No contradiction there whatsoever.

David Brightly said...

I suspect that Victor's argument is that the claim that science reveals a world without purpose contradicts the observation that the human pursuit of science is a purpose-laden activity, regardless of whether that purpose is the pursuit of truth or something else. But this seeming contradiction is just another example of the tension between the manifest and scientific modes of thought. It need be no more a contradiction than the paradigmatic example of Eddington's table: manifestly solid but scientifically mostly empty space.

StardustyPsyche said...

"Science observes natural law and natural law entails natural ends."
Is that what is meant by "fundamental purpose"?

Deterministic states?

Consider an old fashioned geared clockwork.

So, in this sense the "purpose" of the gear positions at 1pm is to set the conditions for the gear positions at 2pm, for example, and for every other time after 1pm?

On a clockwork cosmos then you would say that the "purpose" of the present state is to facilitate all future states? Well, that seems to be a rather incidental use of the word "purpose".

So, a sort of naturalistic ends deterministic teleology in which one attributes "purpose" to each deterministic state?

Thus, it is somehow the goal or desire or intent of the cosmos as a whole to be in the state that it is in so that all future states may realize their deterministic natural ends?

If that is all the case, then it seems you are suffering from Agent Detection.

bmiller said...


This may interest you since you brought up Eddington's table

Scientists abstract what they need from reality to carry out their mission. That abstraction is not reality. I think some people end up thinking that the abstraction is an alternate reality when instead it is just a useful way to model things to get answers to a very narrow set of questions. Just like the "entertainment world" is not a real "world".

David Brightly said...

Morning BM. What I think you are missing, and what Feser omits from that piece, is that the scientific image plays a significant role in explaining aspects of the manifest image. There are manifest phenomena that are grounded by scientific principles. Lacking a grounding these phenomena have otherwise to be taken as mere givens. Interestingly, there is a different kind of grounding that operates from the MI to the SI. Scientific principles are the invention of the human mind, constrained only by empirical observations. There is a two-way flow. To see the 'world of physics' in much the same light as the 'world of poultry' or the 'world of entertainment'---just another description of some bit of the world---is to miss the fundamental aspects that distinguish the manifest and the scientific.

bmiller said...

Hi David,

I agree that scientific models play a role in explaining aspects of everyday life.

That is why the models were invented in the first place. The models make it easier to work with the type of information the scientist is interested in while not being distracted by unhelpful facts. Whether the particular science is physics, economics or music we can recognize certain patterns, how they come about and attempt to manipulate them to produce a desired result. Entertaining movies have certain successful formulas that have been studied in the "entertainment world". They explain why people find some movies good and some bad and so in this respect, the "Entertainment Image" can be said to play a role in explaining aspects of the "Manifest Image".

################

§ Given task:
In the comment thread, what does David Brightly give as the paradigmatic example of the tension between the manifest and scientific modes of thought?

§ Information provided:
################

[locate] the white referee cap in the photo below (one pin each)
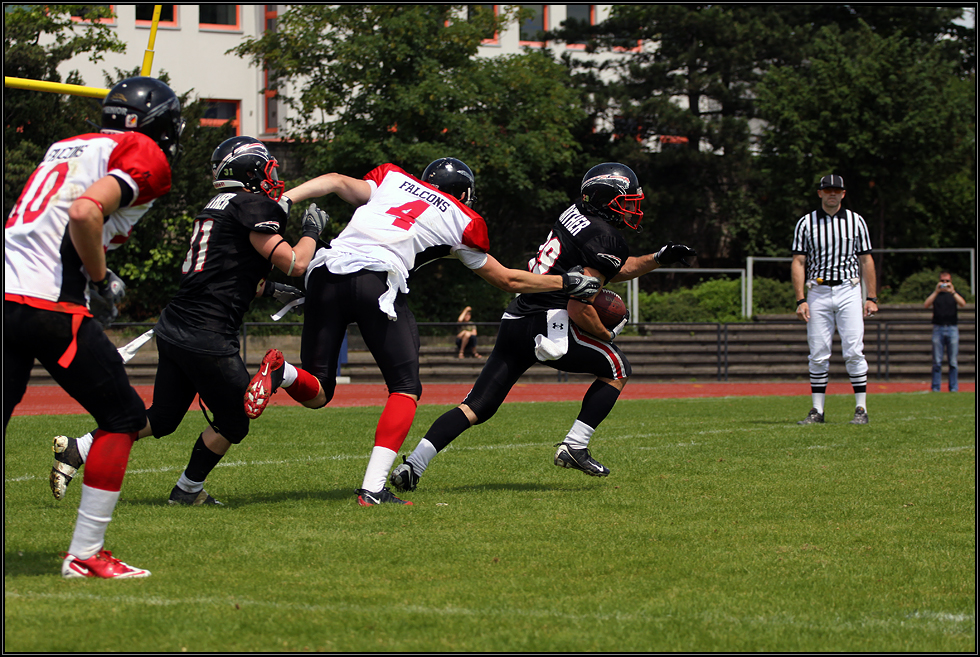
(831, 181)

################

§ Response to this exercise:
Eddington's table, which is manifestly solid but scientifically mostly empty space.